Given text:

Indexes are primariy created using using a **Primary Key**.
A primary key’s main features are:

- It must contain a unique value for each row of data.
- It cannot contain null values.

A primary key is either an existing table column or a column that is specifically generated by the database according to a defined sequence.

If you were a tax accountant and you wanted to create a database of your clients, which of the following columns who be a good choice for your primary key?

- First Name
- Last Name
- Email Address
- SSN
- Phone Number

![alt text](employees-schema.png)

### Views 

Help combat this issue by allowing the database administrator to create “canned” or pre-built queries.

Allow you to pull data from multiple tables together without moving or copying the data.

### Stored Procedures

There are many situations where queries alone are insufficient to solve a problem.  In these cases, developers rely on programming languages to process logic, to loop through records, and perform conditional comparisons as required.  These programs can be stored in the SQL database as stored procedures.

### Triggers

Triggers are special instructions that are executed when important events, such as inserting or updating records in a table happen. The most common triggers are Insert, Update, and Delete triggers.  

Two items define a trigger on a table: a stored procedure and an event, such as inserting a record that invokes its execution.

## POPULAR RDBMS

- SQLite
- MySQL
- PostgreSql
- Oracle DB
- SQL Server

### SQLite

- SQLite is a popular open source SQL database. 
- It can store an entire database in a single file.
- It is 'lite' because it is not server based.
- Does not have many features of server-based RDBMS like users and permissions.
- Great to get up and running quick, not good for complex projects.

### MySQL

- MySQL is the most popular open source SQL database. 
- It is typically used for web application development, and often accessed using PHP. 
- It is easy to use, inexpensive, reliable and has a large community of developers who can help answer questions.
- Open source development has lagged since Oracle has taken control of MySQL.

(Records from a data source)
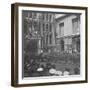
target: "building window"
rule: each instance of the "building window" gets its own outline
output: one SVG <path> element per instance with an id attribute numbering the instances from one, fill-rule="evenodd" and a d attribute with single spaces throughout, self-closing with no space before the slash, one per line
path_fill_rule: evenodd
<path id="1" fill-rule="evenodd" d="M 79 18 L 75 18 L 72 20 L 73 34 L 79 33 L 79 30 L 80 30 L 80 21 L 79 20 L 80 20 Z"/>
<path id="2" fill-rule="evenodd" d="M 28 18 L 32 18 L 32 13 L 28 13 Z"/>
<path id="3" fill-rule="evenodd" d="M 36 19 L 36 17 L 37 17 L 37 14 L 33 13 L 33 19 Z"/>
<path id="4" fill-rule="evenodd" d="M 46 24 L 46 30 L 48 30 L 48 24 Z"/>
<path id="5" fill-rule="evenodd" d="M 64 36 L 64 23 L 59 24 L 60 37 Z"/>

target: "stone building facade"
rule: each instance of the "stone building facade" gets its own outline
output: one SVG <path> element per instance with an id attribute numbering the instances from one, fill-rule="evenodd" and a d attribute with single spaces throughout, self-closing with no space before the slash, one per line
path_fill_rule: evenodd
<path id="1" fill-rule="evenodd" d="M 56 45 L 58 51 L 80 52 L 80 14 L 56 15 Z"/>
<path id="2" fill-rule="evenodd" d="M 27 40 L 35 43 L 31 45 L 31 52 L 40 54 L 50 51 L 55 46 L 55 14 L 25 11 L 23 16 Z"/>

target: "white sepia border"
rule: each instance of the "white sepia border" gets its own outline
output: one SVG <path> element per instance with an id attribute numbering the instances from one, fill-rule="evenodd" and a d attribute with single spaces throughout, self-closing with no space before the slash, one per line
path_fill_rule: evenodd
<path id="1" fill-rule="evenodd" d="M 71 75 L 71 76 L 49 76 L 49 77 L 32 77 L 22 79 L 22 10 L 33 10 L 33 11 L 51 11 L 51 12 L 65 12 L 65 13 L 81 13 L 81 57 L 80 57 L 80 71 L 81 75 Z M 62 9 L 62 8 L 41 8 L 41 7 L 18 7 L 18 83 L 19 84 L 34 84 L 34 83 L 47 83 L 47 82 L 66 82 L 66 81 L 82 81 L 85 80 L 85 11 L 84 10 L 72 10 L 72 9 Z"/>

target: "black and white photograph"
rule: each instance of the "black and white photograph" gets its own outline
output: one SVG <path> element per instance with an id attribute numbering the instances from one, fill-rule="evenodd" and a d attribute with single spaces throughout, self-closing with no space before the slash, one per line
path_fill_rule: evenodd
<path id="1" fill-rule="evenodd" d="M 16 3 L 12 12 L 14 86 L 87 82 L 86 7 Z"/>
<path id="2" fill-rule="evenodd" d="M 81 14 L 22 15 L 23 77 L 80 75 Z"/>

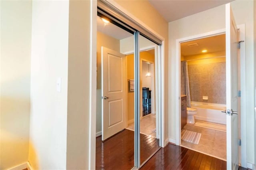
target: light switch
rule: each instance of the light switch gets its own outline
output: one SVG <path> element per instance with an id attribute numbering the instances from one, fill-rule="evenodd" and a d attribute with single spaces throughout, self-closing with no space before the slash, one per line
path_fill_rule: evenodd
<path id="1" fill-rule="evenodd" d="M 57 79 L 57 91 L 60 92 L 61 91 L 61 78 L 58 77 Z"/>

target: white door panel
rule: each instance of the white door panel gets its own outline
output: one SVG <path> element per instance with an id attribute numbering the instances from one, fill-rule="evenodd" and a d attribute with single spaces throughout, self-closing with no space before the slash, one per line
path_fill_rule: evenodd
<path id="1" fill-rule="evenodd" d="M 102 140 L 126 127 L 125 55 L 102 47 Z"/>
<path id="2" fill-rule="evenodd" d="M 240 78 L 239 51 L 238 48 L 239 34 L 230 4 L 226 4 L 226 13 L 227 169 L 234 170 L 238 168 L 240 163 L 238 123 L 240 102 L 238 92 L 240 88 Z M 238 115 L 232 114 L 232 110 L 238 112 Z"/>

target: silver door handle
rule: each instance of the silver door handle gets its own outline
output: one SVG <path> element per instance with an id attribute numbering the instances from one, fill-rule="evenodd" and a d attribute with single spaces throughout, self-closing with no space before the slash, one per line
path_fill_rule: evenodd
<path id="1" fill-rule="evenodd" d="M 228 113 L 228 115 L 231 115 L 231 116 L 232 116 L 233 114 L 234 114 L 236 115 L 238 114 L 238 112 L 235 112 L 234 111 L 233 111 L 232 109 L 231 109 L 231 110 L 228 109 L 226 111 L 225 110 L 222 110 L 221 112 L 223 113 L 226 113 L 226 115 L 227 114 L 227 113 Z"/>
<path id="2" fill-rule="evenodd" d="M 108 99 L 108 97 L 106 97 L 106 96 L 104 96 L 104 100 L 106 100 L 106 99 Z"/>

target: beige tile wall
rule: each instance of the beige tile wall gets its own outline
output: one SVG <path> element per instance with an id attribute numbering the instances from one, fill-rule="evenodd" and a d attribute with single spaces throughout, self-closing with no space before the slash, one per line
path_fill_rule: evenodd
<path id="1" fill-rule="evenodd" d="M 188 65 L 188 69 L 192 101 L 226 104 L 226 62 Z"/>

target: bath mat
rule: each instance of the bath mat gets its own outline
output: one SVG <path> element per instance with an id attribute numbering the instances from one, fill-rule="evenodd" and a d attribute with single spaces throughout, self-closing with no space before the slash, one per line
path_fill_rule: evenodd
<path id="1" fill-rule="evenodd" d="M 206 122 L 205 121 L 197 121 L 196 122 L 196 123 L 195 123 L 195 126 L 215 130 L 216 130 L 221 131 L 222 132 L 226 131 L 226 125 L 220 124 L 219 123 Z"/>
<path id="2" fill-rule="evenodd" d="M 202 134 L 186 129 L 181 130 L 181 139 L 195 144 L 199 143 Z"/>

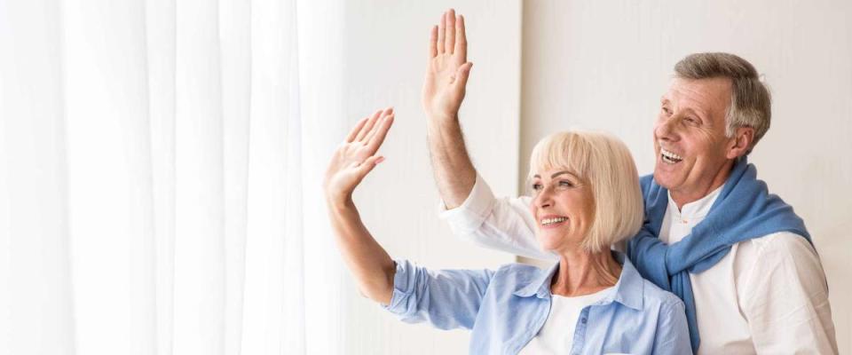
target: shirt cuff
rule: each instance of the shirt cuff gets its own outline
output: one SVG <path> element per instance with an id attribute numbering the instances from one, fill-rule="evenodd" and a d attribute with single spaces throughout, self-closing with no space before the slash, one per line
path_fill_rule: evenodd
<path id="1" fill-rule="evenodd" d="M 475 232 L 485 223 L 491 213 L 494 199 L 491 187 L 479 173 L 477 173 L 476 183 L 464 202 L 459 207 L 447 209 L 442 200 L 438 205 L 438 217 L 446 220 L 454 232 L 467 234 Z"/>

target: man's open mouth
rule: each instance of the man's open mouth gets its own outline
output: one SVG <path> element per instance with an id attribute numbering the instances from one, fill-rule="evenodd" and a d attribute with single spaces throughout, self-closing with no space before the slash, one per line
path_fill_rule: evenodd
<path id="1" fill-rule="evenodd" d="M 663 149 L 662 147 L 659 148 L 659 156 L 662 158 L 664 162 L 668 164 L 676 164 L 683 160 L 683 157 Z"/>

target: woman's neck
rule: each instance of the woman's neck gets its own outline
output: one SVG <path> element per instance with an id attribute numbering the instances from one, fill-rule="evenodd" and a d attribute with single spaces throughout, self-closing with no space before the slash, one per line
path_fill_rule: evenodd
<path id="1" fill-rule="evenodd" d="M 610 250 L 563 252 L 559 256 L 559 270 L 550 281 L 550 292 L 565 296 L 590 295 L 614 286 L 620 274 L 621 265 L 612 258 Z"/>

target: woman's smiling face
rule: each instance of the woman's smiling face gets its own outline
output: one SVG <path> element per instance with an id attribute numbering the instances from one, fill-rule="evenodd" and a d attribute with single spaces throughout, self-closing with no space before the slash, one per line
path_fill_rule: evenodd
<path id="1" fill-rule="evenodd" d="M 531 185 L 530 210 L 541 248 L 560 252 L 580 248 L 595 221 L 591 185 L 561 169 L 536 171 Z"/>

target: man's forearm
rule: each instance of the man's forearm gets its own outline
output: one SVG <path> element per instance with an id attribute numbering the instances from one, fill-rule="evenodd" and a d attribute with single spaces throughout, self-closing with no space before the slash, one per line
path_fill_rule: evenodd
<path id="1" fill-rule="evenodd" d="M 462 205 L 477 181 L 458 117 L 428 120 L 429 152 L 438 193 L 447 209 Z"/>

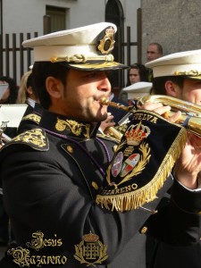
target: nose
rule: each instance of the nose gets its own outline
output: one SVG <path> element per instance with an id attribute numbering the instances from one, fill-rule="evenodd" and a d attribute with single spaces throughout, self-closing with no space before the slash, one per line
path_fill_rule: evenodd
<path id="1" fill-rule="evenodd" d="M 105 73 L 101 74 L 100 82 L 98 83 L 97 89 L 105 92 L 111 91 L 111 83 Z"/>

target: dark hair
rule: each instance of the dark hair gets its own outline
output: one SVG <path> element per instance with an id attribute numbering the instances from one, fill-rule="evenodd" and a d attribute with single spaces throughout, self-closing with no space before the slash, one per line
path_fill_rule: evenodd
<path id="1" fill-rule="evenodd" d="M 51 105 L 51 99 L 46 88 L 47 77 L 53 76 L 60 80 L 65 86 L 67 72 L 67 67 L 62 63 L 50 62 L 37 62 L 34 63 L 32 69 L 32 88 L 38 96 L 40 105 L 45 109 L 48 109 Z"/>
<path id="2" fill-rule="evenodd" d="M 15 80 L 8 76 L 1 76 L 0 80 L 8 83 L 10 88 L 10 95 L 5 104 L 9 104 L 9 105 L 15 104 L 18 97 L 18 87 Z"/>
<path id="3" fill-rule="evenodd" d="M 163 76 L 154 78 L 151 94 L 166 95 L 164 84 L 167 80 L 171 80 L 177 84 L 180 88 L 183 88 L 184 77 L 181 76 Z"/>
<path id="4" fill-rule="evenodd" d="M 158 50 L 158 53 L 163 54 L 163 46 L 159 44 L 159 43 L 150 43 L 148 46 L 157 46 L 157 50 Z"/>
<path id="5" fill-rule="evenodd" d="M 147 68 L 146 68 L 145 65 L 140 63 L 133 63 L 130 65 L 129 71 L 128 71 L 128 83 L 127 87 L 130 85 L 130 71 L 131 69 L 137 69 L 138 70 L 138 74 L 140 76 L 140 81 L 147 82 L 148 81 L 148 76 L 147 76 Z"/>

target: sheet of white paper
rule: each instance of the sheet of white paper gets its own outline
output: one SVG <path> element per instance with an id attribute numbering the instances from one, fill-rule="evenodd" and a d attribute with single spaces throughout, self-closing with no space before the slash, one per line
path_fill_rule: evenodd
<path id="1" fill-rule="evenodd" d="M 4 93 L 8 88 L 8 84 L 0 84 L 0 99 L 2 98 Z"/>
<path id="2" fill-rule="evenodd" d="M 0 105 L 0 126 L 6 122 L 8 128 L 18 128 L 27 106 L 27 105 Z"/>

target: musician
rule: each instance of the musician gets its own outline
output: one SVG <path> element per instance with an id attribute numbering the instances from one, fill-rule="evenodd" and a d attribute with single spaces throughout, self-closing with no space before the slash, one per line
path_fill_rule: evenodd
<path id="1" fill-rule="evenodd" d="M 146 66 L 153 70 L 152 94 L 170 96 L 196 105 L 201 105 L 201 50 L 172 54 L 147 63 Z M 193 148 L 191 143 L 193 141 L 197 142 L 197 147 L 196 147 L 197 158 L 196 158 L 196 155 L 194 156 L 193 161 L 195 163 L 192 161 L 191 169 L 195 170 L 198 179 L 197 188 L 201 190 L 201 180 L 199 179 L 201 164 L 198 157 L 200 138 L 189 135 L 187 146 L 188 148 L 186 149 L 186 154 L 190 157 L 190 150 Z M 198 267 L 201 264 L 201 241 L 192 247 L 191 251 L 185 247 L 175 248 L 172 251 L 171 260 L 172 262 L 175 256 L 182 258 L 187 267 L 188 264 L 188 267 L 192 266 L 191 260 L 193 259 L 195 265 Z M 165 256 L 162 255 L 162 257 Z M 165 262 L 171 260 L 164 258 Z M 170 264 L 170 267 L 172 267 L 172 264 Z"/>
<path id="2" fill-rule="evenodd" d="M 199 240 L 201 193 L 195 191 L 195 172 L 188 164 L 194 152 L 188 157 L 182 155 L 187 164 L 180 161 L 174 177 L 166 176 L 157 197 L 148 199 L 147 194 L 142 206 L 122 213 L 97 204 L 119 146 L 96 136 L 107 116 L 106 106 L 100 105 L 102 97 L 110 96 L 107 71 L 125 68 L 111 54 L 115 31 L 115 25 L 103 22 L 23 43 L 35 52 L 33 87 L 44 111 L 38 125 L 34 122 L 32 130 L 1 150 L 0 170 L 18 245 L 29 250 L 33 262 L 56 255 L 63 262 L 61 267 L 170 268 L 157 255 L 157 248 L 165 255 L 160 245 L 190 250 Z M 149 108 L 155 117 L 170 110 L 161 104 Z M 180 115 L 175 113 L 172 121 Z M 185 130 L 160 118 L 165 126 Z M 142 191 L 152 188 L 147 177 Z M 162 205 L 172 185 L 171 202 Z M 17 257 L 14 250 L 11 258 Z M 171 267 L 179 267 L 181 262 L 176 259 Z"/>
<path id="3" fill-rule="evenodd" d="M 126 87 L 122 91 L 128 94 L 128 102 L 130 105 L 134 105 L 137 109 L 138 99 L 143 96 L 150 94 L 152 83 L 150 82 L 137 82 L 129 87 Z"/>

Required actions:
**A)** Edit the part of the database notes that opens with the words "- SQLite is" and closes with "control of MySQL.", replacing "inexpensive" with "affordable".
**B)** Answer the following questions from the database notes:
(i) Which three triggers are named as the most common?
(ii) According to the notes, why is SQLite considered 'lite'?
(iii) Which language is MySQL often accessed with?
The records are material separate from the database notes.

Solutions to each task:
**A)**
- SQLite is a popular open source SQL database. 
- It can store an entire database in a single file.
- It is 'lite' because it is not server based.
- Does not have many features of server-based RDBMS like users and permissions.
- Great to get up and running quick, not good for complex projects.

### MySQL

- MySQL is the most popular open source SQL database. 
- It is typically used for web application development, and often accessed using PHP. 
- It is easy to use, affordable, reliable and has a large community of developers who can help answer questions.
- Open source development has lagged since Oracle has taken control of MySQL.

**B)**
(i) Insert, Update, and Delete triggers.
(ii) Because it is not server based.
(iii) PHP.